*** TASK MATERIAL

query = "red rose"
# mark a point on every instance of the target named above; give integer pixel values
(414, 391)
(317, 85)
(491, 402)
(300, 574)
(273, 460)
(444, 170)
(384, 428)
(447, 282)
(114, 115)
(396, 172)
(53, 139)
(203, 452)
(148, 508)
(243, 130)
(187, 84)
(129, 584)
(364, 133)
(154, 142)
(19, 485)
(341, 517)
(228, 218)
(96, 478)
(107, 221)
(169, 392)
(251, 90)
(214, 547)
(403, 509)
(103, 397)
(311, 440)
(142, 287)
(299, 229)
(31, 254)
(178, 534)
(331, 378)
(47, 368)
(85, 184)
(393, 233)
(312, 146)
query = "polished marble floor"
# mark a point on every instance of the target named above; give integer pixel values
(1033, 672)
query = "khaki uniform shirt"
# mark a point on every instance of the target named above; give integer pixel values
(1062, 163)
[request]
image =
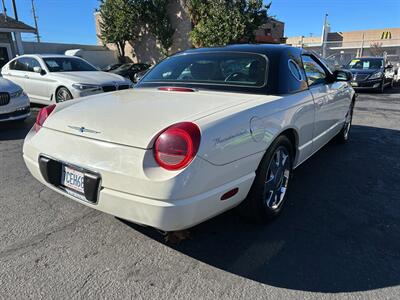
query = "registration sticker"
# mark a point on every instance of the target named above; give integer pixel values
(73, 179)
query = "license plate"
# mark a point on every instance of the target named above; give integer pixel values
(73, 179)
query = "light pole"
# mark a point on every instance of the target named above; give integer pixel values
(35, 19)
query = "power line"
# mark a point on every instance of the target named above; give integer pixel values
(35, 19)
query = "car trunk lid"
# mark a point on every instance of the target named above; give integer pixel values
(135, 117)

******

:: GOAL OF THE EXERCISE ::
Write the full listing out again with every line unchanged, but include no pictures.

:: TASK OUTPUT ::
query = "red rose"
# mark a point on every instance of the target named above; give integer pixel values
(414, 391)
(317, 85)
(491, 402)
(300, 574)
(273, 460)
(444, 170)
(384, 428)
(447, 282)
(114, 115)
(396, 172)
(53, 139)
(203, 452)
(148, 508)
(243, 130)
(187, 84)
(129, 584)
(364, 133)
(154, 142)
(19, 485)
(341, 517)
(228, 218)
(96, 478)
(107, 221)
(169, 392)
(251, 90)
(214, 547)
(403, 509)
(103, 397)
(311, 440)
(142, 287)
(299, 229)
(31, 254)
(178, 534)
(331, 378)
(47, 368)
(85, 184)
(393, 233)
(312, 146)
query = "polished marble floor"
# mark a point on every instance of the target named above; give integer pixel values
(1033, 672)
query = "khaki uniform shirt"
# mark a point on every instance of the target named above; give integer pixel values
(1062, 163)
[request]
image =
query = "registration sticker"
# mark a point on every instance of the target named above; give integer pixel values
(73, 179)
query = "license plate"
# mark a point on every instance of the target named above; give integer pixel values
(73, 179)
query = "light pole"
# mark a point on every instance of the target named above; give integer pixel values
(35, 19)
query = "power line"
# mark a point on every instance of the target named above; give integer pixel values
(35, 19)
query = "car trunk lid"
# mark a point on every instance of the target named above; give integer pixel values
(135, 117)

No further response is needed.